#### TASK SET
(A) In the news report on the corporation's cost-cutting reforms, rewrite the paragraph beginning "Addressing trade union leaders" as a short bulleted list that keeps its main facts.
(B) Extend the news report on the corporation's cost-cutting reforms with a few more paragraphs, picking up right after its final sentence.

Under the fresh reform initiative, the board chaired by Commerce Secretary Lal Mani Joshi has instructed the corporation management to instantly stop distribution of kerosene, slash the unnecessarily high clothing allowance and double medical facilities currently enjoyed by the staff.[break]
“A decision for these reforms has already been taken by a board meeting on Sunday. We have asked the board´s member-secretary to draft the minute for signing and giving it a formal shape,” Joshi told Republica.
However, the cost-cutting measures pushed by the board have drawn stiff resistance from the staff.
So much so that even acting managing director of the corporation Suresh Kumar Agrawal, who is also the member-secretary of the board and has been assigned to minute the decision, has protested the decision.
Addressing trade union leaders, who flayed the board´s move, Agrawal on Monday said he will not draft the board meeting´s minute. “It will not come on record. If the board pushed for it, I will resign,” a reliable NOC source present in the meeting quoted Agrawal as telling them.

#### PROVIDED RECORDS

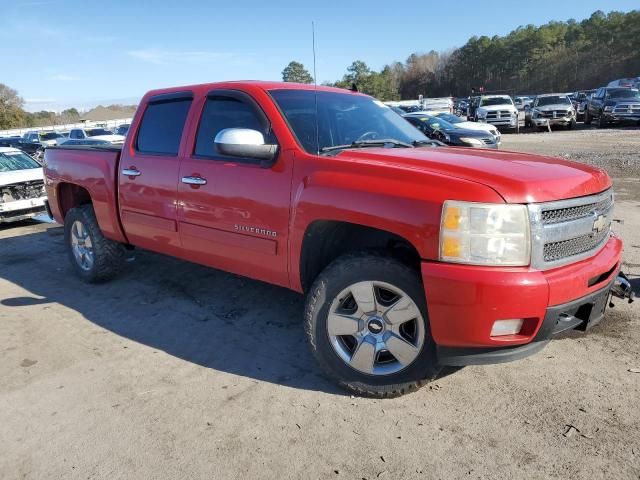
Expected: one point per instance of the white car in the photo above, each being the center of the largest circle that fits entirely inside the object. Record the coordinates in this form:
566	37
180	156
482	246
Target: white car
497	110
460	123
22	193
97	133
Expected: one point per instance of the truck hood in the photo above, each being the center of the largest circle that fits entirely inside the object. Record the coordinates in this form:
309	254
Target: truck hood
555	106
19	176
496	108
517	177
109	138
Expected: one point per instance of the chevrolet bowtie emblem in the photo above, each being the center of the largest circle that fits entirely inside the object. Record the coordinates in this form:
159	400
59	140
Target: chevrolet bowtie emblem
600	223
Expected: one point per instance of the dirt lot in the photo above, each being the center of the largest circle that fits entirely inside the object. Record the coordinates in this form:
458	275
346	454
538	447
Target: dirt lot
178	371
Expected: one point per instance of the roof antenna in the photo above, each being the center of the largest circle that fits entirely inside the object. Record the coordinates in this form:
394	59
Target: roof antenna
315	86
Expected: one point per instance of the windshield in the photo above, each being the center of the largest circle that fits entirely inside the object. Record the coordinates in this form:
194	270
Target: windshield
553	100
10	161
450	117
488	101
98	131
49	136
343	118
623	93
438	123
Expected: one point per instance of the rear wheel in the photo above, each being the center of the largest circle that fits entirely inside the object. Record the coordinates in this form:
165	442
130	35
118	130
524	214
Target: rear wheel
93	257
367	325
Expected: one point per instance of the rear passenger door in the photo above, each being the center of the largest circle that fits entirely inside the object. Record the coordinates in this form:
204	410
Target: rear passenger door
148	176
237	219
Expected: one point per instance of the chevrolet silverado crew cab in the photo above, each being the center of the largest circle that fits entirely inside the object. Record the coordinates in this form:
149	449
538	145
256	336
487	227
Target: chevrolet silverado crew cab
412	255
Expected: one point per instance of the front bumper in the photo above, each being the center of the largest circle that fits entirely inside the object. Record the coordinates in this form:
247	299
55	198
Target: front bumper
464	301
542	121
511	122
620	117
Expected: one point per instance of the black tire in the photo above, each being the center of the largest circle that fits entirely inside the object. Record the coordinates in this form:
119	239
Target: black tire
109	255
342	273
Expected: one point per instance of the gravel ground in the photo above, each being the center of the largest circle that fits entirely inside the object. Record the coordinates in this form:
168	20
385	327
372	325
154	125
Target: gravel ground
178	371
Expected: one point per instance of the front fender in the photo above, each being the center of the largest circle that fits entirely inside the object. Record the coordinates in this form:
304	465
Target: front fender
408	205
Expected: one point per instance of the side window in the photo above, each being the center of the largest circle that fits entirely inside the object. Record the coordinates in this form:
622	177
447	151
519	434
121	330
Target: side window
222	112
161	126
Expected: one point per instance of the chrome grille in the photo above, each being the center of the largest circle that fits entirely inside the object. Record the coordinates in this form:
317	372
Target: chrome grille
554	113
573	213
575	246
499	114
627	108
567	231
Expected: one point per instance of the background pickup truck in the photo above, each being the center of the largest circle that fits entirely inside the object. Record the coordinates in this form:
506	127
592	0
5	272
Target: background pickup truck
611	105
411	256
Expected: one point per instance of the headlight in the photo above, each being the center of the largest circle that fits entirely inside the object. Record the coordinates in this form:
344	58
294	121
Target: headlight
485	234
470	141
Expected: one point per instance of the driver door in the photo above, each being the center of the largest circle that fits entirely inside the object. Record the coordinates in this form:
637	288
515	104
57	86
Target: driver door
233	213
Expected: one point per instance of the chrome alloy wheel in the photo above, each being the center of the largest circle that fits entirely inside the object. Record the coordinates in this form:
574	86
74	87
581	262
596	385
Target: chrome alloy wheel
375	328
81	246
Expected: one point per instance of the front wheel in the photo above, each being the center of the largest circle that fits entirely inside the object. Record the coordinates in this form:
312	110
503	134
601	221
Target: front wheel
367	326
93	257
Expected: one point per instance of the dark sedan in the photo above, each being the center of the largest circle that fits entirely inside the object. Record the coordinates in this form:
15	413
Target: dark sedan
439	129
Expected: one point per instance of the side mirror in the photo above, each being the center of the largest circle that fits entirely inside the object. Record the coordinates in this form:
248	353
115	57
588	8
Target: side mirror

#### ANSWERS FOR THE EXERCISE
(A)
- On Monday, acting managing director Suresh Kumar Agrawal spoke to trade union leaders who had sharply criticized the board's move.
- He said he would not draft the minute of the board meeting.
- A reliable NOC source who was at the meeting quoted him as saying the decision would not come on record and that he would resign if the board pushed for it.

(B)
“We will resign en masse,” Shiva Adhikari, general secretary of NOC Employees Organization, told Republica. “We have not had any raises in benefits for the last 10 years. Now if the board wishes to cut even the existing facilities, we will not work,” he said.
Under the benefits pledged to its staff, the NOC has been providing cash equivalent to 60 liters of kerosene as fuel facility to each staff every month. “Sixty liters of kerosene every month is an unnecessarily high facility. This is straight away inflicting a loss of around Rs 6,000 on the corporation from each staff every month,” Joshi told Republica.
Agrawal argued that the facility was being pledged as per the Staff Bylaw of the corporation. But the board refused to buy his argument and suggested to him to amend the Bylaw if required.
While pushing for its elimination, the board has instead suggested to the management to pledge cash worth a cylinder of LPG, which presently stands at Rs 1,415, as fuel allowance, if the corporation deems it necessary for its staff.
The board has also assessed that the clothing allowance provided by the corporation to its staff was too high. Presently, the corporation pays Rs 19,000 and Rs 21,000 as clothing allowance to junior and senior officials respectively every year.
Civil servants, on the other hand, get a mere Rs 7,500. “The allowance is high. It should be lowered to the level of civil servants,” said Joshi.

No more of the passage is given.